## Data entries
________________________

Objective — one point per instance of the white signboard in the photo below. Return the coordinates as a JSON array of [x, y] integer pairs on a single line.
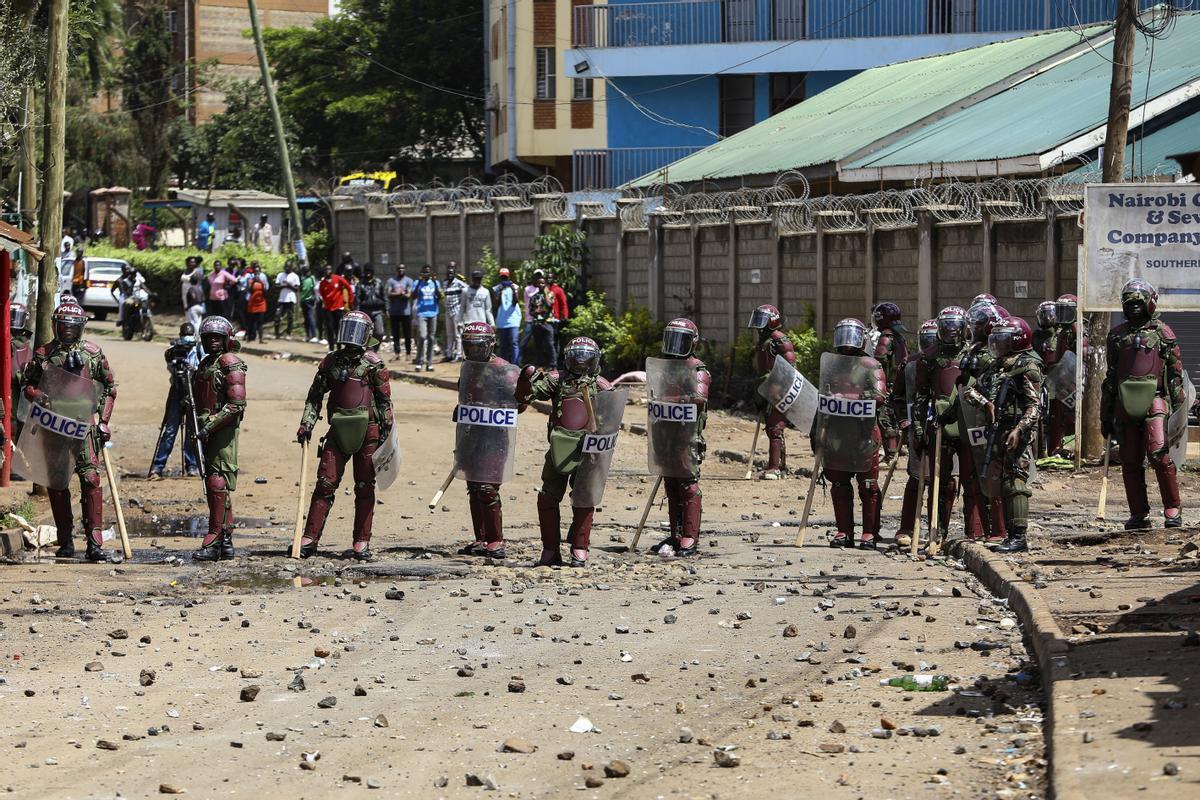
[[1143, 230]]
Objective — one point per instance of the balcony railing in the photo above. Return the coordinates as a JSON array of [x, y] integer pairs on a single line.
[[598, 168], [711, 22]]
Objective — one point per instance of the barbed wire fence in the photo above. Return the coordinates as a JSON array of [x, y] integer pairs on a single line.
[[787, 203]]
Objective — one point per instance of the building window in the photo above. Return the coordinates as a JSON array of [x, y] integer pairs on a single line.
[[545, 61], [737, 103], [786, 90]]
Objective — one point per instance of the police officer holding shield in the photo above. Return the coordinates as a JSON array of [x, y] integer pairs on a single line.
[[53, 374], [1144, 386], [359, 414], [486, 435], [573, 396], [768, 323], [678, 403], [846, 432]]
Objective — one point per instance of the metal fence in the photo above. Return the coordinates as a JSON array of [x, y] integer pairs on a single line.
[[709, 22]]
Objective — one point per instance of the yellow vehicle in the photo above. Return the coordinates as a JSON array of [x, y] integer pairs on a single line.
[[383, 181]]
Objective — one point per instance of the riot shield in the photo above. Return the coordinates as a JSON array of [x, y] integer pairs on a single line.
[[485, 443], [53, 434], [672, 417], [592, 474], [845, 428], [387, 461], [1177, 425], [1061, 379], [790, 394]]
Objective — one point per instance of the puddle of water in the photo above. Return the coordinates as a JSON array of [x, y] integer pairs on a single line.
[[184, 525]]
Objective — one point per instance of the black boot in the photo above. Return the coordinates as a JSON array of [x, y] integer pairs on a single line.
[[210, 552], [95, 553], [1014, 543]]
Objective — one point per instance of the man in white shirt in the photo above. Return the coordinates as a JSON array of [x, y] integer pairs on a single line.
[[477, 301], [288, 281]]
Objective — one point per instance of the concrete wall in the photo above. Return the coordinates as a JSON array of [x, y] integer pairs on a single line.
[[720, 272]]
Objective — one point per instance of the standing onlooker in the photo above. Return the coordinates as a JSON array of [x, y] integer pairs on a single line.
[[220, 286], [309, 304], [256, 301], [370, 300], [508, 317], [205, 233], [336, 298], [193, 301], [286, 305], [543, 346], [400, 310], [427, 296], [477, 301], [264, 238], [453, 290], [79, 275]]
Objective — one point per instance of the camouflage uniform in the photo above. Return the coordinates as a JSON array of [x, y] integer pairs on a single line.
[[87, 360]]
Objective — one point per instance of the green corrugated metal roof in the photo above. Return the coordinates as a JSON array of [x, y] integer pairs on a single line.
[[1039, 114], [865, 108]]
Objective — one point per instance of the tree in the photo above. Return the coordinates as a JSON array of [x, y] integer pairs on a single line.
[[234, 149], [384, 82], [147, 90]]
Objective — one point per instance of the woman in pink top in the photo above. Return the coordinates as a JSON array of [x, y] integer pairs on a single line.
[[220, 302]]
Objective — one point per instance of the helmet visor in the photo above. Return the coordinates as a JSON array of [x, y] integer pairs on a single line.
[[1000, 343], [951, 330], [582, 359], [1065, 312], [353, 330], [849, 336], [760, 318], [677, 342]]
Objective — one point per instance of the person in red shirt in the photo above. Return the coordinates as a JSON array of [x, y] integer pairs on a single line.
[[336, 296], [256, 302]]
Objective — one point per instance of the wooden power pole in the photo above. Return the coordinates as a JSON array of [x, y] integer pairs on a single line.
[[1115, 139], [280, 138], [53, 167]]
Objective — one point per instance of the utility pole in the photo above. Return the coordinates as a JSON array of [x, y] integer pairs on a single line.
[[1115, 139], [281, 140], [53, 167]]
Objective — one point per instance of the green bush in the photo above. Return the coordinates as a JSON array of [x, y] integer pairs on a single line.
[[162, 269], [625, 341]]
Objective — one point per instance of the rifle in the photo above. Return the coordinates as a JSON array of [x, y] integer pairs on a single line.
[[196, 425]]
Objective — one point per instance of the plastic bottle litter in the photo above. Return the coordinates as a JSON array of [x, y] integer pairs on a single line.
[[919, 683]]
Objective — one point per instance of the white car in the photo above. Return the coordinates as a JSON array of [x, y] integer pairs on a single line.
[[100, 274]]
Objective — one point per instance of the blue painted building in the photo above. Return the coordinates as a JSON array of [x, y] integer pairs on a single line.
[[682, 73]]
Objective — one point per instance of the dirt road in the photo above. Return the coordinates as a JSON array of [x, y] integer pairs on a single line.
[[138, 678]]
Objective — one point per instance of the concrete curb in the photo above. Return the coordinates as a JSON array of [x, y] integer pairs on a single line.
[[1053, 653]]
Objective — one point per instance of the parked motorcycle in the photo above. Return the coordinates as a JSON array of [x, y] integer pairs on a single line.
[[137, 318]]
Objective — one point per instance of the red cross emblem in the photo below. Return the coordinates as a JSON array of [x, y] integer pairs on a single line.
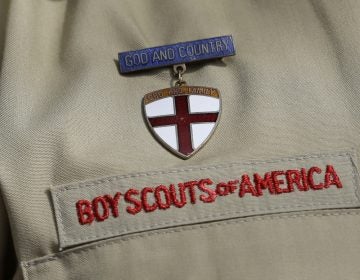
[[183, 118]]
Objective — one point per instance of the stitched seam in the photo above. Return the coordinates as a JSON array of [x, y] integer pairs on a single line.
[[148, 174], [64, 240], [58, 256], [199, 219]]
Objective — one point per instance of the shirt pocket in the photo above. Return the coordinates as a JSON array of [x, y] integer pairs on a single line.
[[109, 211]]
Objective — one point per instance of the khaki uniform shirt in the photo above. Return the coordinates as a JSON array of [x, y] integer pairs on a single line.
[[290, 101]]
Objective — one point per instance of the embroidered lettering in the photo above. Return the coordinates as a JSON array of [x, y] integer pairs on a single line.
[[163, 197]]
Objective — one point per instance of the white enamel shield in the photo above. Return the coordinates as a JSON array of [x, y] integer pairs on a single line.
[[183, 118]]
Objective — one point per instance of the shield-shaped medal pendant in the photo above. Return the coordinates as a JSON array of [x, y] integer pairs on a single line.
[[183, 118]]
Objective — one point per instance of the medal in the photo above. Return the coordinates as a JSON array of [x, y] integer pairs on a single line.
[[182, 118]]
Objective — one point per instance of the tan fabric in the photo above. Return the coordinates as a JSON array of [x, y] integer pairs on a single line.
[[67, 115]]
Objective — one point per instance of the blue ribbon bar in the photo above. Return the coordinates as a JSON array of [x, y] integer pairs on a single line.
[[178, 53]]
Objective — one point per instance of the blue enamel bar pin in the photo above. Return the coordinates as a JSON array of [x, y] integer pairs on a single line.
[[182, 118], [178, 53]]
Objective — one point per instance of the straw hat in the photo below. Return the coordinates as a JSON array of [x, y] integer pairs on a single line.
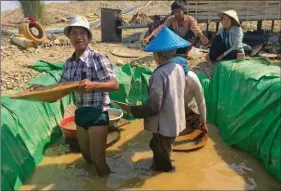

________________________

## Work required
Copy each line of the records above exactly as written. Do not carry over any picture.

## Completed exercise
Objective — one point per instance of the white signboard in the photo below. Return the coordinates as a JSON array of [x, y] integer pairs on a single line.
[[1143, 230]]
Objective — one point per instance of the balcony railing in the photo above. Return the coordinates as a JSON array of [x, y] integer pairs on a single line.
[[598, 168], [711, 22]]
Objective — one point per instance of the barbed wire fence in the photo above. Return the coordinates as a JSON array of [x, y] integer pairs on a single line.
[[787, 203]]
Objective — one point per instance of the building window in the photo above. Return the coordinates as a JSON array of [x, y] integer pairs on a single line.
[[545, 61], [737, 103], [786, 90]]
Objective — one point per instance of the police officer holding shield in the photo above. Return the coordinates as a JSON array of [x, y] integer pairs on a single line.
[[53, 374], [1144, 386], [359, 414], [486, 435], [573, 396], [768, 323], [678, 403], [846, 432]]
Objective — one point per instance of the metal fence in the photo above. Return the coordinates as a JSON array of [x, y] integer pairs on a single line.
[[709, 22]]
Objective — one point per instance of the yellow vehicle in the photo above. Return the coordinates as a JSON array of [x, y] integer pairs on a single line.
[[383, 181]]
Objective — one point per instance of the riot shield in the photo above. Return the coordinates as a JSON array of [x, y] integer pairs on a single line.
[[485, 443], [53, 434], [672, 417], [592, 474], [845, 428], [387, 461], [1177, 425], [1061, 379], [790, 394]]
Objective — one point per instance of the puddle of water in the photo above. Return the coordinates as a JSON array of [x, y] integer pairs on a single line.
[[184, 525]]
Objective — one point per instance of the black boot in the photo above. Return the coordinates as a JSON array of [x, y] integer pairs on a single line.
[[210, 552], [95, 553], [1014, 543]]
Objective — one point per instance of the man in white shirt in the photo above. Return the coordinates as a JSON array of [x, y] integer pairs on a single line.
[[477, 301], [288, 281]]
Objective — one point per instance of the concrete wall in the photo above. Return the coordinates as a JSON array of [x, y] integer pairs on a single line.
[[720, 272]]
Objective — one point per instance of the standing onlooker in the photo above. Return the coordinates as a JSON array of [x, y] integer pairs on a single line.
[[220, 286], [309, 304], [256, 301], [370, 300], [508, 317], [205, 233], [336, 298], [193, 301], [286, 305], [543, 346], [400, 310], [427, 296], [477, 301], [264, 238], [453, 290], [79, 275]]
Objective — one point per instance of the camouflage uniform in the photo above. Return the coordinates as a JSON array of [x, y] integer pairs on a single line.
[[87, 360]]
Objective — one point per instance of the green corrugated metal roof in the photo above. Return the coordinates as a JSON array of [x, y] integer pairs on a single line.
[[1039, 114], [865, 108]]
Objective — one point per instance of the tree in the photo above. Return the coordinates as a JSON array of [x, y] integer pairs on a single line.
[[234, 149], [384, 82], [147, 90]]
Objective — one point per instance of the woman in pink top in the photo above. Return the coordinates as a JSON array of [x, y] integer pairs on a single line.
[[220, 302]]
Objective — one point per instance of the helmet visor in the photo above. Return the coordinates as a JSON array of [x, y] integer pairs on a single line.
[[1000, 343], [951, 330], [582, 359], [1065, 312], [353, 330], [849, 336], [760, 318], [677, 342]]
Objective — one point per instance of the person in red shirt in the photo above. Return the coordinates as a JSON array of [x, y] integer pairs on a single line.
[[336, 296], [256, 302]]
Objective — one point per instance of the wooden power pole in the photo above. Return the coordinates as a JSON array of [x, y] integer pairs on a single line.
[[1115, 139], [280, 138], [53, 167]]
Objective — one point per instance of the utility pole in the photo above. Return the coordinates as a JSON array of [x, y] integer pairs on a single line.
[[1115, 139], [281, 140], [53, 167]]
Objective — one point per instance of the green bush in the photo above. Return the coordinates as a JSON array of [x, y] integer pairs on a single line.
[[162, 269], [625, 341]]
Objective — one point per instance of the rifle in the photo above. Return the coordinates as a JSON array of [x, y] integer pairs on a single line.
[[196, 425]]
Objective — one point per instance of the plastic bottle litter in the photo above. Return the coordinates as a JSON array of [x, y] integer pairs on a single line.
[[919, 683]]
Objective — one point per instance of the white car in the photo above. Return the coordinates as a JSON array of [x, y] integer pairs on a single line.
[[100, 274]]
Objective — one point per instance of the blue painted building in the photo above. Return the coordinates as a JSON array of [x, y] integer pairs on a single line.
[[682, 73]]
Objective — one point per instance of the dirt road in the photo above. Return the coordinates as a JSON array of [x, y] integer pairs on a single line.
[[138, 678]]
Objective — one point per instance of the concrete curb in the photo above. Return the coordinates as a JSON array of [x, y] integer pairs on a single line.
[[1053, 653]]
Objective — one point per instance of the parked motorcycle in the photo above. Return the coordinates as a JSON array of [x, y] integer pairs on a single line.
[[137, 318]]
Objective — one point per instance of the red cross emblem in the photo below. Return the coordinates as a JSON array of [x, y] integer pairs on a single line.
[[183, 118]]
Objective — one point per instance of the stitched seam in the photo above. Return the coordinates as a JSON array of [x, y] integer pairs on a single line.
[[148, 174], [64, 240], [58, 256], [199, 219]]
Objective — one point per instance of the shirt pocket in the photo above. Return the coordinates as a JSON array of [x, y] integer pairs on a single line.
[[109, 211]]
Objective — one point per instance of the khaki uniform shirt in the photo above. Return the coordinates as a JSON array of [x, y] integer pairs on a single line.
[[290, 101]]
Objective — one point per instance of the embroidered lettering in the photo above. Return the coordinates as a JSON array of [x, y] integer pairs on a single line.
[[163, 197]]
Objective — one point per instance of the white enamel shield in the photo above. Return the coordinates as a JSON array of [x, y] integer pairs on a single line.
[[183, 118]]
Objective — one point per instance of the shield-shaped medal pendant in the photo above. Return the coordinates as a JSON array of [x, y] integer pairs on a single line.
[[183, 118]]
Objective — one point per instance of the medal in the photo above. Return the coordinates as a JSON array of [x, y] integer pairs on a single line.
[[182, 118]]
Objective — one point per instance of the tan fabric in the photo above. Return the coordinates as a JSON array of [x, y] integer pairs on a single line.
[[67, 115]]
Objective — one point per instance of the blue ribbon bar in the photo above. Return the coordinates as a JSON array of [x, y] integer pairs on a single line.
[[178, 53]]
Objective — one point per instance of the blue enamel bar pin in the photo above. Return the coordinates as a JSON array of [x, y] integer pairs on a single line.
[[182, 118], [178, 53]]
Objective — one point per instance of the straw hat in the photo below. Return the coordinates as a JSON array of [x, y] integer pairs on a single line.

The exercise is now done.